● **Task to carry out**:
The records below are to be restated word for word, with every picture left out.

● **Data provided**:
☆ ☆ ☆ ☆ ☆ ☆ ☆
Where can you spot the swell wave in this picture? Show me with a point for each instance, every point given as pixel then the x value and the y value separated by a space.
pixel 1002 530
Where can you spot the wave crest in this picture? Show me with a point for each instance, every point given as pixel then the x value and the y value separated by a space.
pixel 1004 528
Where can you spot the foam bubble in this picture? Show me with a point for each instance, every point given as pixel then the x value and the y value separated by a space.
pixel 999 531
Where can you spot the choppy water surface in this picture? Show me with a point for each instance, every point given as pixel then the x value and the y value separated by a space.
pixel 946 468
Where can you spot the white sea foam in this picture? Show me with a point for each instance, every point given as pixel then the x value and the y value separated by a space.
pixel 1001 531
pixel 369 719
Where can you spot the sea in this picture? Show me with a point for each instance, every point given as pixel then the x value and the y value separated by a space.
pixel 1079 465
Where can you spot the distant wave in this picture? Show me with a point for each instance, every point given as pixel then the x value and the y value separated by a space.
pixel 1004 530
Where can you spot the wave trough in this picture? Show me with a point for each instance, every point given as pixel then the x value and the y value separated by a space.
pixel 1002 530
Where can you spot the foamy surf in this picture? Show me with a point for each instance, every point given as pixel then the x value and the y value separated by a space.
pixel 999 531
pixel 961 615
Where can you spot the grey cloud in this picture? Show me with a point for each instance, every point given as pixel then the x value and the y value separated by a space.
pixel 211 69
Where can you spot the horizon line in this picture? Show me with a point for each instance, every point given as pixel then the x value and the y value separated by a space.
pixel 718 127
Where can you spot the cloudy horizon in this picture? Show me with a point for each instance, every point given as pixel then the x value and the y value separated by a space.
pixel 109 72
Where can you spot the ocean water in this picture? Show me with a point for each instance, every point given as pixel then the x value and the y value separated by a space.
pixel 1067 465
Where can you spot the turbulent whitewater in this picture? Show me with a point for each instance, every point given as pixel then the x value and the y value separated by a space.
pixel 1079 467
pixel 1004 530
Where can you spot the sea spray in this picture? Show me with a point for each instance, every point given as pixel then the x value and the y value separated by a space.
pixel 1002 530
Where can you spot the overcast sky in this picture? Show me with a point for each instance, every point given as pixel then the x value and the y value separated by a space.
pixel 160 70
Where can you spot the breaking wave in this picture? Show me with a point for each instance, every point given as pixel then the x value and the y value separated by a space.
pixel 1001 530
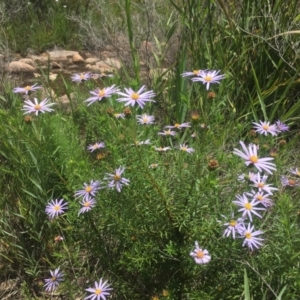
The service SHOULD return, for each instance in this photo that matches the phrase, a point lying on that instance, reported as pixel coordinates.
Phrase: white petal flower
(201, 256)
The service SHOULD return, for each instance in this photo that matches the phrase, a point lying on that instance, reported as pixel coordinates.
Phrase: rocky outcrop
(19, 66)
(67, 62)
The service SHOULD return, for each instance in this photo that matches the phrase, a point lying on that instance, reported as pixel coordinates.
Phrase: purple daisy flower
(43, 106)
(100, 291)
(53, 282)
(27, 89)
(56, 207)
(87, 205)
(89, 190)
(200, 256)
(99, 94)
(116, 180)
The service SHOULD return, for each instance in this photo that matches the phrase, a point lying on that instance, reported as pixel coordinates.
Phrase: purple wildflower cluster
(205, 76)
(252, 203)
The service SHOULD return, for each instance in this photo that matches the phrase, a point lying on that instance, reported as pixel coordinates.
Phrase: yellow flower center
(248, 235)
(101, 93)
(117, 177)
(259, 197)
(88, 189)
(200, 254)
(266, 127)
(98, 292)
(135, 96)
(233, 223)
(253, 159)
(248, 206)
(57, 207)
(208, 78)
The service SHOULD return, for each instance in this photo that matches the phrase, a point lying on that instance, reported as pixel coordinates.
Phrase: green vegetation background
(140, 239)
☆ ☆ ☆ ☆ ☆ ☆ ☆
● **Reply**:
Where can you spot the swell wave in this picture? Show me with a point for each instance, every point given as pixel then the x value and the y value separated by a space.
pixel 1002 530
Where can you spot the wave crest in this picture? Show me with a point for each instance, every point given as pixel then the x value and the y value separated by a space.
pixel 1004 528
Where can you spot the foam bubble in this picture? Show me with a point for each instance, every point given as pixel then the x value and the y value separated by a space.
pixel 999 531
Where can you spot the choppy water surface in this picture? Show me with a point for each instance, every point given as pixel then the x value and the y value separated by a space.
pixel 946 468
Where can you spot the white sea foam in this picture? Show me with a point for each instance, every point given as pixel then the x value and the y value separated by a space.
pixel 1001 531
pixel 369 719
Where can you spot the sea in this picture? Show me with a point for each instance, every point given as pixel then the x value and the y value separated by a space.
pixel 1079 465
Where can you spot the distant wave in this picture? Show me with a point for each instance, every point given as pixel then the x value and the y value separated by a space.
pixel 1004 530
Where can you spot the wave trough in this picture? Show me with a point for each instance, every point given as pixel then the x value and the y value separated by a space.
pixel 1002 530
Where can you spot the foamy surf in this picture? Show me with a point for each instance, every point given as pixel then the x value and the y value separated by a space.
pixel 999 531
pixel 961 615
Where can you spot the grey cloud in this picture? Show me with a point for each instance, every point given as pixel then the x value and the y value separated by a space.
pixel 211 69
Where can you spot the horizon line in this picture? Show me with a point for each instance, every point given as pixel then the x value and the y value separated by a space.
pixel 718 127
Where can you spot the cloudy horizon in this picture? Show me with a point for each instance, every point given as pixel then the x value and the y value separated by a space.
pixel 109 72
Where can you spot the ocean water in this picture? Show me with a point for each instance, every point given as pixel then the x value and the y value separated by a space.
pixel 1067 465
Where can you spot the turbulent whitewater in this picture? Show me with a point for each instance, every point given as pixel then the x value and the y value separated by a space.
pixel 1079 467
pixel 1004 530
Where can you spot the sea spray in this picture? Show me with a point for each instance, every point given as pixel then the x value and the y value separated by a space.
pixel 1002 530
Where can you spot the overcast sky in this picture? Show me with a point for each instance, every point given as pixel then the x value and the y value separated by a space.
pixel 160 70
Where can you spot the breaking wave in this picture? Show me with a point for each instance, every point given as pixel then the x value and the y value separated by a space.
pixel 1001 530
The service SHOULD return, for each instance in this photo that matches the phrase, a point lying on that instance, reported as pixel coordinates.
Phrase: white petal flower
(201, 256)
The service SHOULD return, for each instance in this photo that matches the phrase, a point lying on that instance, reported as pixel coordinates.
Phrase: rocky outcrop
(19, 66)
(67, 62)
The service SHOULD return, for each instance in this photo that matches the phrase, a point lying on that instance, reported as pixel coordinates.
Phrase: purple daisy flower
(43, 106)
(100, 291)
(53, 282)
(27, 89)
(56, 207)
(87, 205)
(89, 190)
(200, 256)
(99, 94)
(116, 180)
The service SHOULD return, for each instance in this photo that matches the phrase, a point lying on that instance, reported as pixel coordinates.
Phrase: purple wildflower cluster
(205, 76)
(252, 203)
The service SHOULD return, for each instance in this photo that matches the phrase, a point lying on that instance, reported as pixel coordinates.
Phrase: yellow flower center
(248, 235)
(101, 93)
(117, 177)
(259, 197)
(88, 189)
(200, 254)
(266, 127)
(98, 292)
(135, 96)
(233, 223)
(253, 159)
(248, 206)
(57, 207)
(208, 78)
The service SHOULD return, for each instance in this photo that matches the phrase, a point lying on that instance, reported as pixel coordinates.
Phrase: green vegetation background
(140, 239)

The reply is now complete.